• [SUPPLIED DATA]:
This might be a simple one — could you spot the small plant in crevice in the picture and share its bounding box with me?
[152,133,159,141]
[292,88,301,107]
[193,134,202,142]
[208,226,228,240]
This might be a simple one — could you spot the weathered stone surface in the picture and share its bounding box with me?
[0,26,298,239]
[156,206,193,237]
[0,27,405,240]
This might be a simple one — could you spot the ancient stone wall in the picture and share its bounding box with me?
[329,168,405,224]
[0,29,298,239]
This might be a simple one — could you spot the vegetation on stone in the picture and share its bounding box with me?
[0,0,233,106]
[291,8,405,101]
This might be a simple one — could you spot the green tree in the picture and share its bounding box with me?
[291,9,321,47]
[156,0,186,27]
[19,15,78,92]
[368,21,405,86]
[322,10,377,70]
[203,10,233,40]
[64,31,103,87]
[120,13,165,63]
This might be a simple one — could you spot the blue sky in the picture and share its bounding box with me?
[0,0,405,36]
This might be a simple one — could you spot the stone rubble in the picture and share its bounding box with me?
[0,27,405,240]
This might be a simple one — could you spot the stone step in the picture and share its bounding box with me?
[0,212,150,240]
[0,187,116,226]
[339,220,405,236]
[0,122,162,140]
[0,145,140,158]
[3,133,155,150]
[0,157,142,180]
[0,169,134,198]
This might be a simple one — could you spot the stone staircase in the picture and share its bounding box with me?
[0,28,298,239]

...

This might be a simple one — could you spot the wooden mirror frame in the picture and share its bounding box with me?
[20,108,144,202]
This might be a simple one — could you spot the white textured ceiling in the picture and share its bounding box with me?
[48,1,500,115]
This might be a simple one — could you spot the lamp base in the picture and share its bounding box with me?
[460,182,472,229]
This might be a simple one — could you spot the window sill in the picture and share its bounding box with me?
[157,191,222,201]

* * *

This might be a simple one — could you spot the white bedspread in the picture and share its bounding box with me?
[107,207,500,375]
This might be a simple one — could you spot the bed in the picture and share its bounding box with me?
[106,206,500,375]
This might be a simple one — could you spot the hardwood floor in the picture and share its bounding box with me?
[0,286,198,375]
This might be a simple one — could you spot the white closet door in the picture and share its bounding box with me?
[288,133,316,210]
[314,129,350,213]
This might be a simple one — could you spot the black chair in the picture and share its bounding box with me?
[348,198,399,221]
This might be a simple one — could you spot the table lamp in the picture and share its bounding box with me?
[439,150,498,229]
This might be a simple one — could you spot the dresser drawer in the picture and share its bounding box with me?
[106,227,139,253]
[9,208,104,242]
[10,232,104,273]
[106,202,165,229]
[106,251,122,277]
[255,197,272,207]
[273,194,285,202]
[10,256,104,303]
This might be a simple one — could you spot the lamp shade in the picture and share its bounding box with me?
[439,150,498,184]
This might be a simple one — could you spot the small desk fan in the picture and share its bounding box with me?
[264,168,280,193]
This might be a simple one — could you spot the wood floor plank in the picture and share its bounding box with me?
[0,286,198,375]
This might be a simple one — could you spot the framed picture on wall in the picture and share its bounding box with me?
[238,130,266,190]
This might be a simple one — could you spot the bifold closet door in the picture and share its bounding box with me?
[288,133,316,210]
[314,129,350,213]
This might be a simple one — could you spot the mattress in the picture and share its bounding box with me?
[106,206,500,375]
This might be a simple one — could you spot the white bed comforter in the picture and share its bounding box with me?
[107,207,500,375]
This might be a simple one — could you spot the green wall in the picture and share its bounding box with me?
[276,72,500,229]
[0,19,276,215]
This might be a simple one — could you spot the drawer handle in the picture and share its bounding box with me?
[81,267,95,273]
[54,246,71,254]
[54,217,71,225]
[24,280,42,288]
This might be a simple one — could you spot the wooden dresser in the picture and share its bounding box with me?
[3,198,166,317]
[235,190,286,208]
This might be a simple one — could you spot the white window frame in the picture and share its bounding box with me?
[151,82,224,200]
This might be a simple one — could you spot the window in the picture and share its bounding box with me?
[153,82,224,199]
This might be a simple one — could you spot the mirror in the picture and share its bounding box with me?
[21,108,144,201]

• [TASK OBJECTIVE]:
Show every line from the items above that contains the word "mirror", copying each one in full.

• [SOLUTION BELOW]:
This might be a simple one — could you spot the wooden mirror frame in the picture and share its bounding box with me?
This might be a simple one — could you spot the mirror in the picture and share its bounding box with me?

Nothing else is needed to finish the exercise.